** START RECORDS SHOWN **

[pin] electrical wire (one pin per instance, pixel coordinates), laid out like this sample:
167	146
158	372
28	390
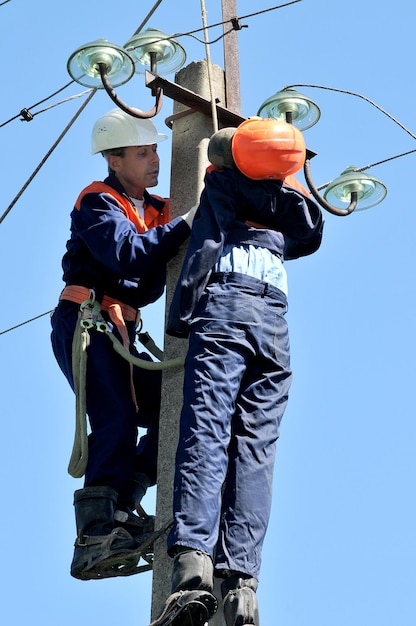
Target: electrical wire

** END RECORDS SHOWN **

*EXERCISE*
Retype all of the material above without changing a single character, leaving the pictures out.

*FULL ANSWER*
[pin] electrical wire (one pin per instance, pixel coordinates), laid out like this sample:
167	146
158	372
28	390
Target: electrical wire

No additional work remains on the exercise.